- _Written task 1_
From the Baron Chelmer biography, print the passage between "Eric Cyril Boyd" and "1965 to 1977.", inclusive.
- _Written task 2_
Answer these from the Baron Chelmer biography:
(a) Which school did he attend?
(b) During which years was he Joint Treasurer of the Conservative Party?
(c) What award did he win in 1944?

START Text section

Eric Cyril Boyd Edwards, Baron Chelmer , previously styled Sir Eric Edwards, (9 October 1914 – 3 March 1997) was an English solicitor and organiser for the Conservative Party. He was Chairman of the National Executive Committee of the National Union of Conservative and Unionist Associations from 1957 to 1965, and Joint Treasurer of the party from 1965 to 1977.

Early life
Eric Edwards was the eldest son of Colonel C E Edwards DSO, a solicitor and Liberal councillor. He attended Felsted School, and gave up his early hope of becoming a diplomat to enter his father's firm of solicitors, after taking an LLB at the University of London. He joined the Essex Yeomanry, which in World War II became 147th (Essex Yeomanry) Regiment, Royal Horse Artillery. He fought in the invasion of France, winning a Military Cross in 1944, and gaining the rank of lieutenant-colonel. He was commanding officer of the Essex Yeomanry in 1945–6.

END Text section
START Record set

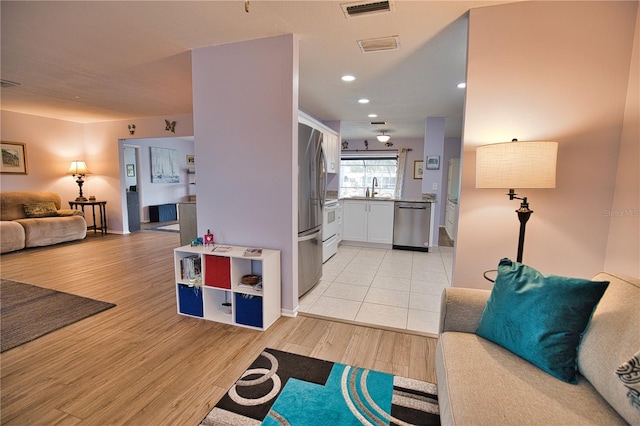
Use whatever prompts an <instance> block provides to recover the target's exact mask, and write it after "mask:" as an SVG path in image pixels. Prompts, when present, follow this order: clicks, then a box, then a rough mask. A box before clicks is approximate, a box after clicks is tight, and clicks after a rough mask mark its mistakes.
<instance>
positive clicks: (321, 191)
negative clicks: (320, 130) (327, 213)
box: [318, 134, 327, 208]
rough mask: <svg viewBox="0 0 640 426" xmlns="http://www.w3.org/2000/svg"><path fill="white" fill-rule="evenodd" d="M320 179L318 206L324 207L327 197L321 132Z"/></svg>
mask: <svg viewBox="0 0 640 426" xmlns="http://www.w3.org/2000/svg"><path fill="white" fill-rule="evenodd" d="M318 146H319V147H320V157H319V158H320V166H321V167H320V179H318V186H319V188H318V194H322V196H321V197H320V207H322V208H324V201H325V198H326V197H327V159H326V158H325V156H324V150H323V149H322V134H320V143H319V144H318Z"/></svg>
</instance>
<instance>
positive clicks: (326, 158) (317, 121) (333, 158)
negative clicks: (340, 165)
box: [298, 111, 340, 173]
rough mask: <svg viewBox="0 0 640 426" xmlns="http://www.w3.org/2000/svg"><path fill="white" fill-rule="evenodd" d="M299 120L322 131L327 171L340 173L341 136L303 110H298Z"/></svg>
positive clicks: (321, 131)
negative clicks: (340, 151) (340, 152)
mask: <svg viewBox="0 0 640 426" xmlns="http://www.w3.org/2000/svg"><path fill="white" fill-rule="evenodd" d="M298 122H300V123H304V124H306V125H307V126H310V127H311V128H313V129H316V130H318V131H319V132H320V133H322V151H324V157H325V162H326V172H327V173H338V171H339V170H340V137H339V135H338V133H337V132H336V131H335V130H333V129H331V128H329V127H327V126H326V125H324V124H322V123H321V122H319V121H318V120H316V119H315V118H313V117H311V116H310V115H307V114H305V113H304V112H302V111H298Z"/></svg>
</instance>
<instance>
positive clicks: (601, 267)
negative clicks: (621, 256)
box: [454, 1, 638, 288]
mask: <svg viewBox="0 0 640 426" xmlns="http://www.w3.org/2000/svg"><path fill="white" fill-rule="evenodd" d="M636 8H637V2H624V1H622V2H521V3H515V4H506V5H500V6H492V7H485V8H478V9H472V10H471V11H470V16H469V51H468V70H467V95H466V105H465V126H464V137H463V144H464V151H463V156H462V164H463V166H462V190H461V195H460V218H459V228H458V238H457V249H456V254H455V268H454V285H455V286H463V287H479V288H489V286H490V283H489V282H487V281H485V280H484V279H483V278H482V273H483V272H484V271H486V270H489V269H495V267H496V266H497V263H498V261H499V259H500V258H502V257H510V258H513V259H514V258H515V255H516V247H517V238H518V227H519V225H518V221H517V218H516V214H515V213H514V210H515V209H516V208H517V207H518V203H516V201H509V200H508V198H507V197H506V196H505V195H504V193H505V191H504V190H487V189H476V188H475V148H476V147H477V146H478V145H482V144H486V143H495V142H504V141H510V140H511V139H512V138H518V139H519V140H521V141H526V140H541V139H542V140H554V141H557V142H559V152H558V172H557V188H555V189H540V190H523V191H522V193H523V195H526V196H528V197H529V201H530V203H531V208H532V210H534V214H533V215H532V217H531V220H530V221H529V223H528V226H527V236H526V241H525V247H524V259H523V260H524V262H525V263H528V264H530V265H532V266H534V267H536V268H539V269H540V270H541V271H542V272H543V273H548V274H559V275H569V276H580V277H591V276H592V275H594V274H595V273H596V272H598V271H600V270H602V269H603V268H604V264H605V249H606V246H607V239H608V232H609V224H610V218H609V217H606V215H605V213H604V212H605V211H606V210H607V209H611V206H612V202H613V194H614V186H615V184H616V169H617V166H618V150H619V145H620V138H621V133H622V123H623V116H624V108H625V98H626V96H627V91H628V88H627V85H628V82H629V71H630V60H631V51H632V43H633V36H634V25H635V23H636V13H637V10H636ZM631 120H632V121H634V122H635V123H636V124H637V120H638V116H637V114H636V116H635V117H633V118H632V119H631ZM636 161H637V157H636ZM636 165H637V162H636ZM636 229H637V228H636ZM623 232H624V231H621V232H620V233H623ZM635 237H637V233H636V235H635V236H634V238H635ZM634 265H637V258H636V260H635V262H634Z"/></svg>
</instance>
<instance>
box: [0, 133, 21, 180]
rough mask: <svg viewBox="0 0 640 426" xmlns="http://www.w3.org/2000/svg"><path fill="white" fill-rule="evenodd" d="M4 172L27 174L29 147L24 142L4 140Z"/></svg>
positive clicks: (3, 142) (3, 151)
mask: <svg viewBox="0 0 640 426" xmlns="http://www.w3.org/2000/svg"><path fill="white" fill-rule="evenodd" d="M1 166H2V167H1V168H0V171H1V172H2V173H8V174H16V175H26V174H27V172H28V169H27V147H26V145H25V144H23V143H22V142H6V141H2V163H1Z"/></svg>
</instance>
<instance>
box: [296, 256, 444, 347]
mask: <svg viewBox="0 0 640 426" xmlns="http://www.w3.org/2000/svg"><path fill="white" fill-rule="evenodd" d="M452 264H453V248H452V247H433V248H431V249H430V251H429V253H423V252H413V251H404V250H386V249H377V248H367V247H356V246H348V245H341V246H340V247H338V253H337V254H336V255H335V256H333V257H332V258H331V259H329V260H328V261H327V262H326V263H325V264H324V266H323V275H322V279H321V281H320V283H319V284H318V285H317V286H316V287H315V288H314V289H313V290H311V291H310V292H309V293H307V294H306V295H304V296H303V297H302V299H300V307H299V312H301V313H303V314H304V313H308V314H312V315H317V316H322V317H329V318H335V319H341V320H345V321H350V322H356V323H363V324H370V325H374V326H376V325H377V326H382V327H385V328H394V329H402V330H408V331H416V332H420V333H427V334H434V335H435V334H437V333H438V323H439V315H440V314H439V311H440V295H441V294H442V290H443V289H444V288H445V287H448V286H450V285H451V269H452Z"/></svg>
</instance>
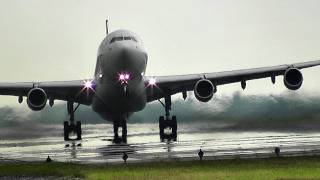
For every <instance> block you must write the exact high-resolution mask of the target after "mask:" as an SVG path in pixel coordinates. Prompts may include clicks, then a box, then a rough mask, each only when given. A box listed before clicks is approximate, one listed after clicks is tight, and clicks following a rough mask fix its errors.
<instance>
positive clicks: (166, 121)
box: [159, 96, 177, 141]
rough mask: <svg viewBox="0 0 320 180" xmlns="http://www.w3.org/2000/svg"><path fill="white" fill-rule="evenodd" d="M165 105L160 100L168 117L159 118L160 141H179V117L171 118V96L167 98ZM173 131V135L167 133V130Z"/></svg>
mask: <svg viewBox="0 0 320 180" xmlns="http://www.w3.org/2000/svg"><path fill="white" fill-rule="evenodd" d="M164 100H165V103H164V104H163V103H162V102H161V101H160V100H159V102H160V103H161V104H162V105H163V107H164V108H165V111H166V116H165V117H164V116H160V117H159V129H160V133H159V134H160V140H161V141H164V140H173V141H176V140H177V117H176V116H172V117H170V110H171V96H167V97H165V99H164ZM167 128H169V129H171V133H169V134H168V133H166V132H165V129H167Z"/></svg>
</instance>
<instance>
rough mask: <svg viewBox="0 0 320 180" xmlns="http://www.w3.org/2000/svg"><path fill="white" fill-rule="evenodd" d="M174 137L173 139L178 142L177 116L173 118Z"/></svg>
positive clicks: (171, 126) (172, 130) (173, 133)
mask: <svg viewBox="0 0 320 180" xmlns="http://www.w3.org/2000/svg"><path fill="white" fill-rule="evenodd" d="M171 128H172V137H173V141H177V130H178V126H177V116H172V126H171Z"/></svg>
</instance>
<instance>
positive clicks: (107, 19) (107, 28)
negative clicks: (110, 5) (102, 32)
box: [106, 19, 109, 35]
mask: <svg viewBox="0 0 320 180" xmlns="http://www.w3.org/2000/svg"><path fill="white" fill-rule="evenodd" d="M106 34H107V35H108V34H109V29H108V19H106Z"/></svg>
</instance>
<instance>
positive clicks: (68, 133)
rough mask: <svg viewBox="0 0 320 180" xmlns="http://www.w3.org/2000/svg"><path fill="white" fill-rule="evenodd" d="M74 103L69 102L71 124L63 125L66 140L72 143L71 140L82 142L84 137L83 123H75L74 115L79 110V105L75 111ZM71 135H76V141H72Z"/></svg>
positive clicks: (73, 139) (67, 102)
mask: <svg viewBox="0 0 320 180" xmlns="http://www.w3.org/2000/svg"><path fill="white" fill-rule="evenodd" d="M73 104H74V103H73V102H69V101H68V102H67V109H68V113H69V122H68V121H65V122H64V123H63V135H64V140H65V141H70V140H81V135H82V130H81V122H80V121H77V122H76V123H75V122H74V113H75V112H76V110H77V109H78V108H79V105H80V104H78V105H77V107H76V108H75V109H74V107H73ZM70 133H74V134H76V139H70Z"/></svg>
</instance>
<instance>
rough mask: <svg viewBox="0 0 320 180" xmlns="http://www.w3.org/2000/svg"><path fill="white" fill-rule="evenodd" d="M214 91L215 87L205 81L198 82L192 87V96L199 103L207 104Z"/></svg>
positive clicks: (212, 95)
mask: <svg viewBox="0 0 320 180" xmlns="http://www.w3.org/2000/svg"><path fill="white" fill-rule="evenodd" d="M216 91H217V90H216V87H215V86H214V85H213V84H212V82H211V81H209V80H207V79H201V80H199V81H198V82H197V83H196V85H195V86H194V95H195V96H196V98H197V99H198V100H199V101H201V102H208V101H209V100H210V99H212V97H213V94H214V93H215V92H216Z"/></svg>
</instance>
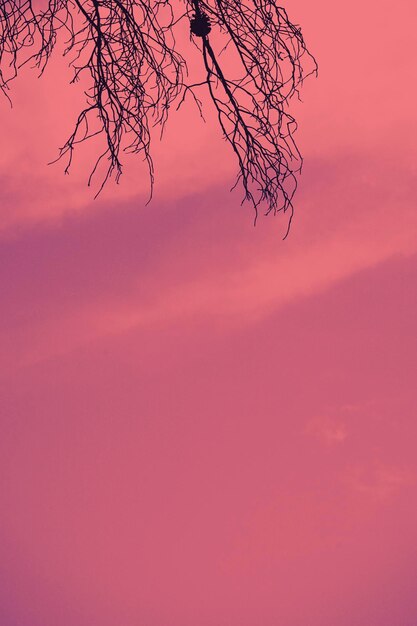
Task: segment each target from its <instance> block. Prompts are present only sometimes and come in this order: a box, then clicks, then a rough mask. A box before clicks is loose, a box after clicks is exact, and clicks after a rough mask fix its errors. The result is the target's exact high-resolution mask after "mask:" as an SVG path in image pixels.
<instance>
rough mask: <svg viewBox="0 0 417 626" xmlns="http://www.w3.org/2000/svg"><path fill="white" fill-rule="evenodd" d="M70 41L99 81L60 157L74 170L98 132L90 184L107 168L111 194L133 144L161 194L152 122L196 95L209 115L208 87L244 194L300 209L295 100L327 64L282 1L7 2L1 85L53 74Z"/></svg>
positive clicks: (76, 71)
mask: <svg viewBox="0 0 417 626" xmlns="http://www.w3.org/2000/svg"><path fill="white" fill-rule="evenodd" d="M190 16H191V18H190ZM187 17H188V18H189V19H190V27H191V33H192V34H193V35H195V36H196V38H199V40H198V41H197V42H195V43H196V47H197V49H198V50H199V53H200V55H201V69H202V72H203V77H202V79H201V80H198V81H197V82H195V83H193V84H190V83H189V82H188V78H187V76H188V72H187V60H186V58H185V57H184V56H183V54H182V53H181V52H180V49H179V48H178V46H177V43H176V42H177V41H179V40H180V38H181V35H180V34H179V32H180V31H179V32H177V29H178V28H181V20H182V19H183V18H185V19H186V18H187ZM212 24H215V25H216V40H215V43H214V42H213V44H212V43H211V42H210V38H209V33H211V30H212ZM217 34H218V37H217ZM59 36H62V39H61V41H63V42H64V46H65V47H64V56H65V57H66V58H68V59H69V65H70V67H72V69H73V72H74V75H73V79H72V82H73V83H75V82H77V81H79V80H80V79H81V78H84V81H87V88H86V90H85V94H86V102H85V106H84V107H83V108H82V110H81V111H80V113H79V114H78V116H77V117H76V119H75V121H74V127H73V131H72V132H71V134H70V135H69V137H68V138H67V140H66V141H65V143H64V145H63V146H62V148H61V149H60V152H59V156H58V159H61V158H64V159H66V168H65V171H66V172H67V171H68V170H69V168H70V165H71V162H72V159H73V153H74V150H75V149H76V147H77V146H78V144H79V143H81V142H85V141H88V140H90V139H92V138H93V137H95V138H97V137H98V138H101V139H102V151H101V154H100V153H99V156H98V158H97V162H96V163H95V165H94V167H93V168H92V174H91V176H90V181H91V177H92V176H93V175H94V174H95V173H96V172H101V175H102V183H101V185H100V189H101V188H102V187H103V185H104V184H105V182H106V181H107V180H108V178H109V177H110V176H112V175H114V177H115V179H116V181H117V180H118V179H119V178H120V175H121V173H122V160H121V159H122V155H123V152H125V151H130V152H133V153H137V154H141V155H142V157H143V158H144V160H145V161H146V162H147V164H148V168H149V174H150V180H151V189H152V185H153V181H154V170H153V162H152V157H151V151H150V145H151V128H152V127H155V126H159V127H160V128H161V130H162V129H163V128H164V126H165V123H166V121H167V118H168V113H169V111H170V110H172V105H175V104H176V106H177V108H179V107H180V106H181V105H182V103H183V102H184V100H185V98H186V97H187V96H188V95H191V96H192V98H193V99H194V102H195V103H196V104H197V106H198V107H199V108H200V111H201V106H202V100H201V99H200V97H199V90H200V89H204V88H206V90H207V92H208V95H209V97H210V99H211V100H212V103H213V105H214V108H215V111H216V114H217V120H218V123H219V130H220V132H221V133H222V134H223V136H224V138H225V140H226V142H227V143H228V144H229V146H230V148H231V151H232V153H233V154H234V157H235V159H236V162H237V166H238V177H237V181H236V184H239V185H240V186H241V188H242V190H243V200H248V201H249V202H250V203H251V204H252V205H253V207H254V209H255V214H257V212H258V210H260V209H262V210H263V211H264V212H265V213H271V212H272V213H277V212H278V211H284V212H286V211H288V210H289V215H290V220H289V223H290V222H291V217H292V213H293V204H292V199H293V195H294V192H295V189H296V187H297V176H296V174H297V172H298V171H299V170H300V169H301V163H302V160H301V155H300V153H299V151H298V148H297V146H296V144H295V142H294V136H293V135H294V131H295V130H296V127H297V125H296V122H295V119H294V118H293V117H292V116H291V115H290V113H289V112H288V103H289V100H290V98H291V97H292V96H294V95H297V96H298V95H299V87H300V86H301V84H302V82H303V80H304V79H305V78H306V76H308V75H309V74H312V73H316V74H317V64H316V62H315V60H314V57H313V56H312V55H311V54H310V53H309V52H308V50H307V47H306V44H305V42H304V38H303V36H302V34H301V29H300V28H299V27H298V26H296V25H295V24H293V23H292V22H291V21H290V19H289V17H288V15H287V12H286V10H285V9H284V8H282V7H280V6H279V5H278V4H277V0H227V2H225V1H224V0H163V1H161V2H159V1H155V2H154V1H153V0H152V1H151V0H24V1H23V0H13V1H10V2H1V0H0V90H1V91H3V92H4V94H5V95H6V96H7V97H8V91H9V88H10V83H11V81H12V80H13V79H14V78H15V77H16V76H17V74H18V73H19V71H20V69H21V68H22V66H24V65H26V64H29V65H32V66H35V67H37V68H38V71H39V75H41V74H42V73H43V71H44V70H45V67H46V66H47V64H48V62H49V59H50V58H51V56H52V54H53V53H54V51H55V46H56V43H57V41H58V39H59ZM222 38H223V41H222V40H221V39H222ZM227 55H229V59H230V58H232V59H234V60H233V62H232V63H230V62H229V61H228V56H227ZM236 60H237V61H236ZM238 65H239V67H238ZM230 67H233V72H235V70H236V71H237V75H235V76H231V75H230V71H229V69H227V71H226V69H225V68H230ZM239 72H240V73H239ZM100 189H99V191H100Z"/></svg>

END Record set

- _Exercise result 1_
Eric Cyril Boyd Edwards, Baron Chelmer , previously styled Sir Eric Edwards, (9 October 1914 – 3 March 1997) was an English solicitor and organiser for the Conservative Party. He was Chairman of the National Executive Committee of the National Union of Conservative and Unionist Associations from 1957 to 1965, and Joint Treasurer of the party from 1965 to 1977.

- _Exercise result 2_
(a) Felsted School
(b) 1965 to 1977
(c) A Military Cross